+++ Fragmento +++
Un país en el que los congresistas se sacan los ojos para presentar primero proyectos de ley que frenarán la manera en que se promueven y patrocinan sus campañas.

2 de septiembre de 2018 Por: Gustavo Gómez Córdoba

Un país en el que los políticos se ponen de acuerdo para presentarse a urnas en una lista que califican como de la ‘decencia’. Un país en el que quienes exhiben la decencia con la misma discreción de un pavo real en celo, determinan quiénes son honestos y quiénes no. Un país en el que seguimos enredados en el peligro de hacer listas.

Un país en el que congresistas forrados en billete (salido vaya usted a saber de dónde) madrugan a votar las consultas anticorrupción y a tomarse fotos con sonrisas ‘Pepsodent’ rebosantes de desfachatez. Un país en el que las consultas se cristalizan gracias al voto y empuje de parlamentarios señalados como pícaros por los organizadores de la propuesta.
+++ Líneas proporcionadas +++
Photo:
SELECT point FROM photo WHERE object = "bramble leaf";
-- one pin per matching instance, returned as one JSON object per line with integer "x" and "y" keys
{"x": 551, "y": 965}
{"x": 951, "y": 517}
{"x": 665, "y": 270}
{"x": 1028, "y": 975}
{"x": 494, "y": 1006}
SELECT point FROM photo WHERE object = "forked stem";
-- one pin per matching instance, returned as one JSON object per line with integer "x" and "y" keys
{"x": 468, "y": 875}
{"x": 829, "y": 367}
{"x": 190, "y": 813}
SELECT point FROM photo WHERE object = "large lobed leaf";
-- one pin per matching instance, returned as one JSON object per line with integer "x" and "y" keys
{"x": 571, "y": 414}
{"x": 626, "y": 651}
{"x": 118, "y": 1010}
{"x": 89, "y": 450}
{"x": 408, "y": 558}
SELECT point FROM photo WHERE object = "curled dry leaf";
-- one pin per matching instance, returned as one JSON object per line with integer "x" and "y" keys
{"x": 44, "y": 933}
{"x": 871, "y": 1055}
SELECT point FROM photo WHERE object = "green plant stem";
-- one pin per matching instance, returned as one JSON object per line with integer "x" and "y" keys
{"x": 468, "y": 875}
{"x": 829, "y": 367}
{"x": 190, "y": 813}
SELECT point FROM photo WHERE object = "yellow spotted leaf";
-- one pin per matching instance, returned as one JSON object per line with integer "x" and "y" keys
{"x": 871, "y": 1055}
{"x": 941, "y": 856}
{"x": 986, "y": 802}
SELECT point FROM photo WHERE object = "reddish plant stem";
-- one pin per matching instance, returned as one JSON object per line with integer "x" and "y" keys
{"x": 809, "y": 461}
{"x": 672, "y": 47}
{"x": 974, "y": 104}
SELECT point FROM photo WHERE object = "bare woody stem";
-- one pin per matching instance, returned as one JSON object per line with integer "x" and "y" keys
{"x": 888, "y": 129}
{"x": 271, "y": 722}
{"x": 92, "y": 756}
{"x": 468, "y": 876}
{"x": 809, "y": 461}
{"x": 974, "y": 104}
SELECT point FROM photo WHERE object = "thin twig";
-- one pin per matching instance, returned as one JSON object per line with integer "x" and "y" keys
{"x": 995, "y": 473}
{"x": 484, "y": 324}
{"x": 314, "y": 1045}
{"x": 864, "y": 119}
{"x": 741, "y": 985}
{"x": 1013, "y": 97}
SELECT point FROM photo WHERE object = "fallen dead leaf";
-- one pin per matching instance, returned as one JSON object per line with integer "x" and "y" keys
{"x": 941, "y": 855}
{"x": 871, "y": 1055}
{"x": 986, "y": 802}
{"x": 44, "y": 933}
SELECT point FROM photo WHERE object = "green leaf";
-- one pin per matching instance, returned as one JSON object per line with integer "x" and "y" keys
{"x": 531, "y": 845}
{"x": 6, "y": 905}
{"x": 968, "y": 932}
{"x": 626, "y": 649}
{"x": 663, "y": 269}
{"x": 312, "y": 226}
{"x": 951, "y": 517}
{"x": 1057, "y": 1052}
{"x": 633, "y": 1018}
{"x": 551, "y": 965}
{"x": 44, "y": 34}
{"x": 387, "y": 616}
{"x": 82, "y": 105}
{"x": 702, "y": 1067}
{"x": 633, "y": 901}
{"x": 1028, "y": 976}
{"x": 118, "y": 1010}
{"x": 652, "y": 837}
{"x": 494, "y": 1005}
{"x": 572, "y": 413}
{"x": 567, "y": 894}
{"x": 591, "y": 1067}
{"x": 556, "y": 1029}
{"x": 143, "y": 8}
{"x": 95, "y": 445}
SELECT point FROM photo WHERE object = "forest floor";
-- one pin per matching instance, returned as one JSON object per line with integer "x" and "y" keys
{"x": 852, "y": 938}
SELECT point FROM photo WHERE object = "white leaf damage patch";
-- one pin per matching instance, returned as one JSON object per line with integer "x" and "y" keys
+++
### Ejercicio escrito A:
¿Qué fecha figura en el fragmento?
### Ejercicio escrito B:
Vuelve a escribir todo lo que va de "2 de septiembre" hasta "de la propuesta." en el fragmento, reemplazando "congresistas" por "legisladores".
### Ejercicio escrito C:
Indica si cada afirmación concuerda con el fragmento: (i) los políticos se presentan a urnas en una lista que llaman de la decencia; (ii) los congresistas llegan tarde a votar las consultas anticorrupción; (iii) el fragmento lleva la firma de Gustavo Gómez Córdoba.
No hace falta consultar las líneas.

### Resultado A:
El 2 de septiembre de 2018.

### Resultado B:
2 de septiembre de 2018 Por: Gustavo Gómez Córdoba

Un país en el que los políticos se ponen de acuerdo para presentarse a urnas en una lista que califican como de la ‘decencia’. Un país en el que quienes exhiben la decencia con la misma discreción de un pavo real en celo, determinan quiénes son honestos y quiénes no. Un país en el que seguimos enredados en el peligro de hacer listas.

Un país en el que legisladores forrados en billete (salido vaya usted a saber de dónde) madrugan a votar las consultas anticorrupción y a tomarse fotos con sonrisas ‘Pepsodent’ rebosantes de desfachatez. Un país en el que las consultas se cristalizan gracias al voto y empuje de parlamentarios señalados como pícaros por los organizadores de la propuesta.

### Resultado C:
(i) Sí: «una lista que califican como de la ‘decencia’».
(ii) No: «madrugan a votar las consultas anticorrupción».
(iii) Sí: «Por: Gustavo Gómez Córdoba».